## Exercise aim:
The answer is to be the lines below that lie between the line holding "Target: green crochet fabric" and the line holding "Target: wood grain surface", inclusive, transcribed exactly and free of pictures.

## Data excerpts:
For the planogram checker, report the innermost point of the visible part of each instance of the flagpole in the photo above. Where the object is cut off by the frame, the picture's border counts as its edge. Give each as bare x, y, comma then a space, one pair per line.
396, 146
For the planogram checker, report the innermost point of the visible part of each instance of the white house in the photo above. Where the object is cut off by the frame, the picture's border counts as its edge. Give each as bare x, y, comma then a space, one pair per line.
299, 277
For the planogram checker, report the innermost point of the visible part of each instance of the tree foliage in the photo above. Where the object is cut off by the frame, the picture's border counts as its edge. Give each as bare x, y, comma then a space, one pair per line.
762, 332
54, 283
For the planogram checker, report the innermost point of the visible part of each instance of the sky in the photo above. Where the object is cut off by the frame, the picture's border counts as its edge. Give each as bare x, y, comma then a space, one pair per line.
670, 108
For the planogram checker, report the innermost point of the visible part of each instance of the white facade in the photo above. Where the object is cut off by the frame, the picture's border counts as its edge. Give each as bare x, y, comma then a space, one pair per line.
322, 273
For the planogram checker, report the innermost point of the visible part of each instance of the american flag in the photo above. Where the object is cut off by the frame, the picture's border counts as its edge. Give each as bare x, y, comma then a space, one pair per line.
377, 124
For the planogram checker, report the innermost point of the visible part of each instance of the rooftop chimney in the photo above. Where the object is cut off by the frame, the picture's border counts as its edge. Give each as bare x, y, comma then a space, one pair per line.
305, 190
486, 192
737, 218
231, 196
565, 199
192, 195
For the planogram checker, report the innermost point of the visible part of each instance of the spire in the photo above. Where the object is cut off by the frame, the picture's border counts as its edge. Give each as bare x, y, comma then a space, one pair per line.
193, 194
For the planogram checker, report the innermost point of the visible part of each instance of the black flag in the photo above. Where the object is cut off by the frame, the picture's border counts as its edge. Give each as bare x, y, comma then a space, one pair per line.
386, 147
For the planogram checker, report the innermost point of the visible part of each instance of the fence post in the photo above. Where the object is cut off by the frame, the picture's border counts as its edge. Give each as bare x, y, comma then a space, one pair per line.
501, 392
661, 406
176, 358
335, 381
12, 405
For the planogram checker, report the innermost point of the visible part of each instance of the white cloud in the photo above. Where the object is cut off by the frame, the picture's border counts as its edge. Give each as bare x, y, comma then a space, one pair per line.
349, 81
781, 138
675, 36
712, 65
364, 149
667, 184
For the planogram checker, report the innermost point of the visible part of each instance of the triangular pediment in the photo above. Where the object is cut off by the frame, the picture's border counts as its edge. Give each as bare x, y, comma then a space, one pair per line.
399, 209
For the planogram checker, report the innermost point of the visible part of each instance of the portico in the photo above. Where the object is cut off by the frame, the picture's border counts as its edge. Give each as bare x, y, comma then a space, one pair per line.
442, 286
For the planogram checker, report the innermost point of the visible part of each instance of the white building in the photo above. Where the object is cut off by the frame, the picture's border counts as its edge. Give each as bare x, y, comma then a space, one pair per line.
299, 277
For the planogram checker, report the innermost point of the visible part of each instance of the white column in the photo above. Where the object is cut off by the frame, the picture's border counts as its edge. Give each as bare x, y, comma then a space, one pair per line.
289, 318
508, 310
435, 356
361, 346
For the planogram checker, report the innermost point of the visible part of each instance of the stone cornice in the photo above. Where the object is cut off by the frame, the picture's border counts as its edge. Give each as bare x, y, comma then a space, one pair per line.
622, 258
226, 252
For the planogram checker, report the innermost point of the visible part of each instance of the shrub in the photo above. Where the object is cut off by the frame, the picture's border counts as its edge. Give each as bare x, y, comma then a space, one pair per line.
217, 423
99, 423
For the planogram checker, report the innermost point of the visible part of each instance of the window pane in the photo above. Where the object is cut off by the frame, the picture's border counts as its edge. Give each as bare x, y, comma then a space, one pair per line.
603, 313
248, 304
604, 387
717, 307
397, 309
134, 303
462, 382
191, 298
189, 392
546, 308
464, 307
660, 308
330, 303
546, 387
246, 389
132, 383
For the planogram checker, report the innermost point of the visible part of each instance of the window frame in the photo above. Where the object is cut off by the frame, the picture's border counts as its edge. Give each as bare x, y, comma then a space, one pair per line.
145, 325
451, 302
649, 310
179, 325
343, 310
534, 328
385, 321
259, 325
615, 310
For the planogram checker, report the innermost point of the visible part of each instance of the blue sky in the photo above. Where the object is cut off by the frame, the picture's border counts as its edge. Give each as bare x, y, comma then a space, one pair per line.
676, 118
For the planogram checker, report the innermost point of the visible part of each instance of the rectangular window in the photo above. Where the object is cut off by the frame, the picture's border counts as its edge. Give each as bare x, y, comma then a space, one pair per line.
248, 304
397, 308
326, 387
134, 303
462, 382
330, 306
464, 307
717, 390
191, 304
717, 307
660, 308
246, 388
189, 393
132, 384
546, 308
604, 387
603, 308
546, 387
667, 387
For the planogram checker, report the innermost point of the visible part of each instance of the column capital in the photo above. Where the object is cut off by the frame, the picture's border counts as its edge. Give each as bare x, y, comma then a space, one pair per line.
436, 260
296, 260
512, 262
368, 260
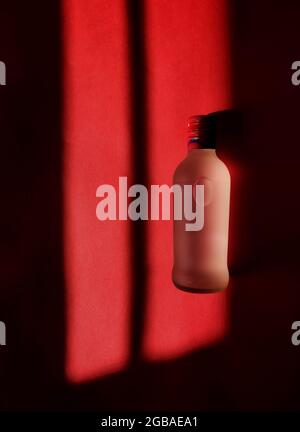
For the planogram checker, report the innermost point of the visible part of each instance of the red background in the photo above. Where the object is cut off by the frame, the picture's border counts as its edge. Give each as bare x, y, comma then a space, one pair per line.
98, 90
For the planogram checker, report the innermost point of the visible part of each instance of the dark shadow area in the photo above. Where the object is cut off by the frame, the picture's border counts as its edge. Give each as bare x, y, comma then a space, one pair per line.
32, 288
255, 367
139, 143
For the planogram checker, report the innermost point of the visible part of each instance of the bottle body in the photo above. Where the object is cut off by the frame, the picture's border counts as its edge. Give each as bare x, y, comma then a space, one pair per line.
200, 257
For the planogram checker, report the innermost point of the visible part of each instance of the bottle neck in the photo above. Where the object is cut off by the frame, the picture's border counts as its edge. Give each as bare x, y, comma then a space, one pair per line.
201, 133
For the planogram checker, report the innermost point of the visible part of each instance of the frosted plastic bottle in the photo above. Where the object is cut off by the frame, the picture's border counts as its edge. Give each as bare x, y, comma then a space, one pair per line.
200, 257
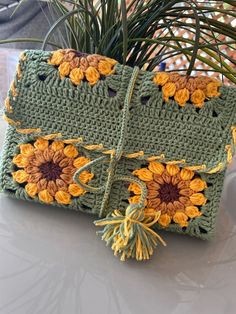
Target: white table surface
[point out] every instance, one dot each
(52, 262)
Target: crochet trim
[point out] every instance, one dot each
(80, 66)
(187, 89)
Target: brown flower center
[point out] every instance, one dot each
(50, 171)
(168, 193)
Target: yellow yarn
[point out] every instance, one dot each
(31, 189)
(105, 67)
(20, 176)
(41, 144)
(182, 96)
(76, 76)
(63, 197)
(156, 167)
(28, 131)
(70, 151)
(198, 97)
(181, 219)
(64, 69)
(172, 169)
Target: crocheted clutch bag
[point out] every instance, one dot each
(141, 150)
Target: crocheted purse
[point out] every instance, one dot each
(141, 150)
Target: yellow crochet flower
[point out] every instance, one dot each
(64, 69)
(198, 97)
(177, 192)
(76, 76)
(182, 96)
(161, 78)
(46, 168)
(92, 75)
(168, 90)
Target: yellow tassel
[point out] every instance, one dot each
(233, 129)
(130, 235)
(28, 131)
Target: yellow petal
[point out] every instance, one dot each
(41, 144)
(64, 69)
(20, 161)
(70, 151)
(45, 196)
(144, 174)
(164, 220)
(181, 219)
(156, 167)
(56, 58)
(92, 75)
(31, 189)
(63, 197)
(75, 190)
(198, 185)
(135, 188)
(168, 90)
(198, 199)
(182, 96)
(192, 211)
(27, 150)
(76, 76)
(86, 176)
(198, 97)
(80, 162)
(20, 176)
(172, 169)
(161, 78)
(57, 145)
(186, 174)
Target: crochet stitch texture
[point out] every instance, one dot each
(71, 102)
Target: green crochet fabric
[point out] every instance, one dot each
(122, 124)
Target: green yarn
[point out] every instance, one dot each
(55, 105)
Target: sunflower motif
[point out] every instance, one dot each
(177, 192)
(46, 169)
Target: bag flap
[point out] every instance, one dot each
(174, 119)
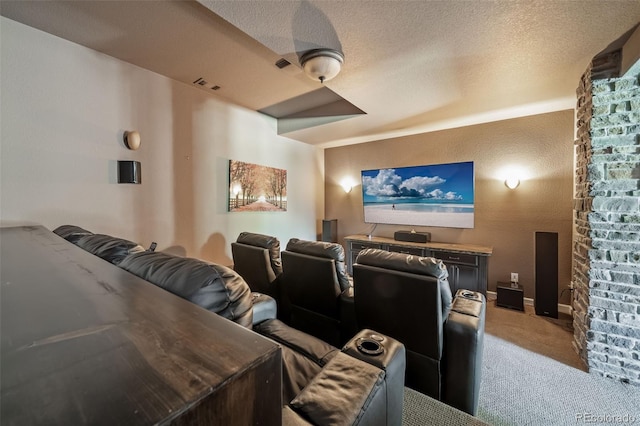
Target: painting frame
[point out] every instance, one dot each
(256, 188)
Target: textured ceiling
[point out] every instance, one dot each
(411, 66)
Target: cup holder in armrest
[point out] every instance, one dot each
(370, 345)
(469, 295)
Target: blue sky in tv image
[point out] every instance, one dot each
(436, 195)
(433, 184)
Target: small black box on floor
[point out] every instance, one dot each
(510, 295)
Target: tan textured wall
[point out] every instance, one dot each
(540, 147)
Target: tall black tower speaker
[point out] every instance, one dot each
(546, 274)
(330, 230)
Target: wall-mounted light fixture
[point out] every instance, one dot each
(132, 139)
(322, 64)
(129, 172)
(512, 182)
(347, 185)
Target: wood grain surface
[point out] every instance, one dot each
(85, 342)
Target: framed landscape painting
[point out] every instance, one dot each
(256, 188)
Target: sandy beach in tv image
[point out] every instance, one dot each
(449, 216)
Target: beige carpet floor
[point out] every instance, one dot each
(546, 336)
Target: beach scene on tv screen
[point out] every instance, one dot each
(431, 195)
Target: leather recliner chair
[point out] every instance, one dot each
(321, 384)
(408, 298)
(314, 282)
(256, 257)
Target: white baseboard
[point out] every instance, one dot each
(562, 308)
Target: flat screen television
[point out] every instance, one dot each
(439, 195)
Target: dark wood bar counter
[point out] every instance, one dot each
(84, 342)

## Finished exercise:
Target: green crochet fabric
[point out] every instance, one dot each
(122, 124)
Target: green yarn
[point out] every instance, one dot each
(55, 105)
Target: sunflower motif
[point out] every instance, one dot each
(177, 192)
(46, 169)
Target: bag flap
[point out] every instance, one dot each
(174, 119)
Target: painting frame
[point out] every instance, one dot each
(256, 188)
Target: textured ceiling
[point out] every instance, one dot each
(411, 66)
Target: cup holder in armrest
[point out] every instance, one dot each
(370, 345)
(469, 295)
Target: blue sky in tv image
[point out] every instance, one dot each
(436, 195)
(433, 184)
Target: small black box on floor
[point out] every instance, one dot each
(510, 295)
Target: tan textured wall
[point out] every instance, one dot each
(540, 147)
Target: tall black tower speaker
[point out] every instance, one dot each
(546, 274)
(330, 230)
Target: wall-mounted light fixture
[point out] every instance, one dot each
(132, 139)
(322, 64)
(129, 172)
(512, 182)
(347, 185)
Target: wood grain surface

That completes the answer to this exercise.